### Data lines
-- START --

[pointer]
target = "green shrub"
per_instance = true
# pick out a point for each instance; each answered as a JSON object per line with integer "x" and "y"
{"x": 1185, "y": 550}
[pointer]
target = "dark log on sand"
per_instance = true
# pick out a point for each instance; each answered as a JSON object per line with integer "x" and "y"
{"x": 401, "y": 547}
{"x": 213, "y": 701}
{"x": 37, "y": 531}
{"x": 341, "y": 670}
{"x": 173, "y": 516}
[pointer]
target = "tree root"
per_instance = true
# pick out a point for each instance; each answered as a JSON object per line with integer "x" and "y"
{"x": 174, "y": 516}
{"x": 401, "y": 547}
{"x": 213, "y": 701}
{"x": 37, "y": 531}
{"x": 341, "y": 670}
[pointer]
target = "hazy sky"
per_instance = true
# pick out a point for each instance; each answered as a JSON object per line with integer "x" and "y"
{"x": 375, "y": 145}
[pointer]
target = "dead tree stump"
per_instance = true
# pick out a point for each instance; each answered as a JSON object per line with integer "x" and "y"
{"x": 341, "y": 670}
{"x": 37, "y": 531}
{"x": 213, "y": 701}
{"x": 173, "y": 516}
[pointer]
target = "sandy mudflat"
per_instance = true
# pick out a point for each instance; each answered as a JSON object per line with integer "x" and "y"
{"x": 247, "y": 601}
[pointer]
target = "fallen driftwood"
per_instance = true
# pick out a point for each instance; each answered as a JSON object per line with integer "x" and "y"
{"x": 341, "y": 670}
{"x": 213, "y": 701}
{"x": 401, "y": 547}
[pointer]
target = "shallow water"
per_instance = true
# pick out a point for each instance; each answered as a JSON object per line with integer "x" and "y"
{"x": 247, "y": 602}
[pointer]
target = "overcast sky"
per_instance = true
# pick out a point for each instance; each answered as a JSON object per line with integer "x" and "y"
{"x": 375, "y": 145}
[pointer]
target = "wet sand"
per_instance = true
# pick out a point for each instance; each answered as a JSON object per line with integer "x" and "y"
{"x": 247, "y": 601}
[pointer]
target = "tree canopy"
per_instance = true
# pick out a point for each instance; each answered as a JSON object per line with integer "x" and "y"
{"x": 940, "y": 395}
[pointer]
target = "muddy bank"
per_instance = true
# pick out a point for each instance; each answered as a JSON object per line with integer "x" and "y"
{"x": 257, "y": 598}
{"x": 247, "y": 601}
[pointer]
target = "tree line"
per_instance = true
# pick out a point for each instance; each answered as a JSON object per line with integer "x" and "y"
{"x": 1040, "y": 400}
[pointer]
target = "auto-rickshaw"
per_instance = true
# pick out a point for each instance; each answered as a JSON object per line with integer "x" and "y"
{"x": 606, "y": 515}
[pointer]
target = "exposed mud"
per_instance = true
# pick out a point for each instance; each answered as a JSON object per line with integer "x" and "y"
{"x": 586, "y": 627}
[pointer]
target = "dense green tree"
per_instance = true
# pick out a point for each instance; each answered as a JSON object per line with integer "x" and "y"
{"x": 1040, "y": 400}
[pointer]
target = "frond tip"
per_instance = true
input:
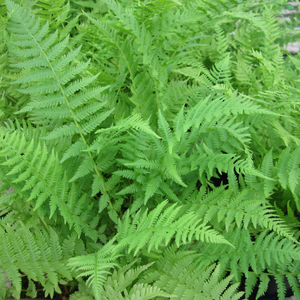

-- END --

How many lines in the listing above contain the string "green"? Reply with the number alone.

2